### BRANO FORNITO ###

Da ricordare inoltre il Prof. Francesco Garofalo (1916-2013), che ha fondato nel 1969 l’Associazione Suolo e Salute a Torino, e Ivo Totti (1914-1992) che sono oggi riconosciuti come i padri della ricerca sull’agricoltura biologica in Italia, il primo in ambito accademico ed il secondo in ambito più operativo ed applicativo.



L’agricoltura moderna e la rinascita del dibattito

Siamo usciti dal secondo conflitto mondiale con gravi insufficienze delle produzioni agricole: ne soffrivano i paesi europei, in cui la guerra aveva disarticolato l’apparato produttivo, i paesi asiatici e africani, in cui il riassetto del quadro geopolitico assicurava l’indipendenza, ma anche un incontenibile aumento dei tassi di crescita demografica e la coincidente mancanza di risorse per lo sviluppo agricolo.

Di fronte alla penuria l’imperativo che ha guidato l’azione degli agronomi operanti a tutte le latitudini è stato l’accrescimento delle produzioni tramite l’impiego di fertilizzanti, antiparassitari e diserbanti di sintesi.
A questo bisogna sommare la rivoluzione scatenata dall’impiego delle nuove meccaniche, la cui potenza ed efficacia permettono la lavorazione massiva in dimensioni sempre maggiori degli appezzamenti, e sempre più in profondità, accentuando permeabilità e diffusione degli agenti chimici.

Alla meccanica sempre più evoluta e all’utilizzo massivo e diffuso degli agenti chimici corrispose ovviamente la riduzione della sostanza organica, dell’attività biologica e il progressivo isterilimento dei suoli; fra i fenomeni gravi si manifestarono evidenti erosioni dei terreni declivi, abbassamento delle falde, scomparsa di varietà locali, appiattimento del paesaggio, esplosione di malattie, desertificazione, ma il notevole accrescimento produttivo risultò idoneo a soddisfare la domanda delle popolazioni.

Di fronte a tale situazione, al tempo stesso esaltante e drammatica, studiosi e cultori di scienze agronomiche allarmati avanzarono teorie di possibili risoluzioni, avvertendo acutamente l’esigenza di approfondire analisi chimiche, biologiche e fisiologiche per individuare composti a basso impatto ambientale, che non arrestassero l’evoluzione tecnologica e il progresso ma ugualmente garantissero e tutelassero il sostentamento alimentare come esigenza primaria nel rispetto della salute e delle risorse presenti in natura.
Nacquero diverse scuole di pensiero, alcune teoriche altre più legate all’esperienza concreta e si profilarono indirizzi contrastanti: chi, consapevole della necessità della chimica per la garanzia del sostegno alimentare, ne sostenne la necessità; chi la rigettò incondizionatamente nel rispetto di un principio ordinatore di naturalità presente in tutte le cose.

### DATI ARCHIVIATI ###

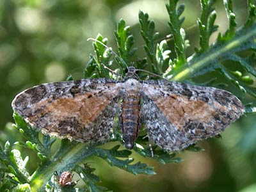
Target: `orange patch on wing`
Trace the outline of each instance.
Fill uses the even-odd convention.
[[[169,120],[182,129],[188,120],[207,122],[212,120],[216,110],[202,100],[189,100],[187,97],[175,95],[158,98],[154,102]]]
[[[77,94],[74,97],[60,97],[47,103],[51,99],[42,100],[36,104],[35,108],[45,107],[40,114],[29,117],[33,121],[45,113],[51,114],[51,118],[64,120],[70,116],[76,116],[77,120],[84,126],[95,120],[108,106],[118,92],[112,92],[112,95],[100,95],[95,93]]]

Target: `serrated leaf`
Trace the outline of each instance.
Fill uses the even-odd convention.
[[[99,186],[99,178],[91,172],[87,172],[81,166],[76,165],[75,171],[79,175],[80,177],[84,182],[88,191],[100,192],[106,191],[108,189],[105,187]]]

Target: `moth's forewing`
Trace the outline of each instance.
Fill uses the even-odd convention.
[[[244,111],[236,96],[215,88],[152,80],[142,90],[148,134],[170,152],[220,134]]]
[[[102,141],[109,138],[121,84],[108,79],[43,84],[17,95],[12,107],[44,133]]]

###
### DATI ARCHIVIATI ###

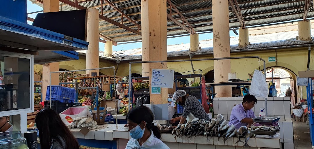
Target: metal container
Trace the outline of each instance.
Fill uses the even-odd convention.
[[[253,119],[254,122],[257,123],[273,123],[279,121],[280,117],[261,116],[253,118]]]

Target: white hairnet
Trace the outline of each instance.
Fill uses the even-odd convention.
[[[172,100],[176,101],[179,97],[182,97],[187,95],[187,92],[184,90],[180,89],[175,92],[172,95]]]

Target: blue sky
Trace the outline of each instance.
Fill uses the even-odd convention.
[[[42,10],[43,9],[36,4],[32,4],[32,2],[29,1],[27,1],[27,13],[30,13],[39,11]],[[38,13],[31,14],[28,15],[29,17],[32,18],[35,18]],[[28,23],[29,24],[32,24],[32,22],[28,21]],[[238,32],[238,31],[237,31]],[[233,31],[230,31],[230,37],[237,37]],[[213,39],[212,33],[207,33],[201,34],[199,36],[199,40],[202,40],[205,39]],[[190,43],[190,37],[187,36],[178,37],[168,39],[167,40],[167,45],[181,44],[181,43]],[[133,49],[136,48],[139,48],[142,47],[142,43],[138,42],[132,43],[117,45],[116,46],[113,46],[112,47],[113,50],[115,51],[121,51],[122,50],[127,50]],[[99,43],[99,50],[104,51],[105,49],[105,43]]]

###

* **ESERCIZI DA SVOLGERE**:
1. Secondo il brano sull'agricoltura, in quale anno e in quale città Francesco Garofalo fondò l'Associazione Suolo e Salute?
2. Trascrivi dal brano sull'agricoltura la parte che comincia con le parole "Alla meccanica sempre" e termina con "domanda delle popolazioni.".
3. Riscrivi in forma di elenco il paragrafo del brano sull'agricoltura che inizia con "Alla meccanica sempre più evoluta", mantenendone i fatti principali.
I record provengono da una fonte diversa.

* **SOLUZIONI DEI PROBLEMI**:
1. Nel 1969, a Torino.

2.
Alla meccanica sempre più evoluta e all’utilizzo massivo e diffuso degli agenti chimici corrispose ovviamente la riduzione della sostanza organica, dell’attività biologica e il progressivo isterilimento dei suoli; fra i fenomeni gravi si manifestarono evidenti erosioni dei terreni declivi, abbassamento delle falde, scomparsa di varietà locali, appiattimento del paesaggio, esplosione di malattie, desertificazione, ma il notevole accrescimento produttivo risultò idoneo a soddisfare la domanda delle popolazioni.

3.
- La meccanica sempre più evoluta e l'uso massivo di agenti chimici ridussero la sostanza organica e l'attività biologica e resero i suoli progressivamente sterili.
- Tra i fenomeni gravi comparvero l'erosione dei terreni in pendio, l'abbassamento delle falde, la scomparsa di varietà locali, l'appiattimento del paesaggio, l'esplosione di malattie e la desertificazione.
- Il forte aumento della produzione riuscì comunque a soddisfare la domanda delle popolazioni.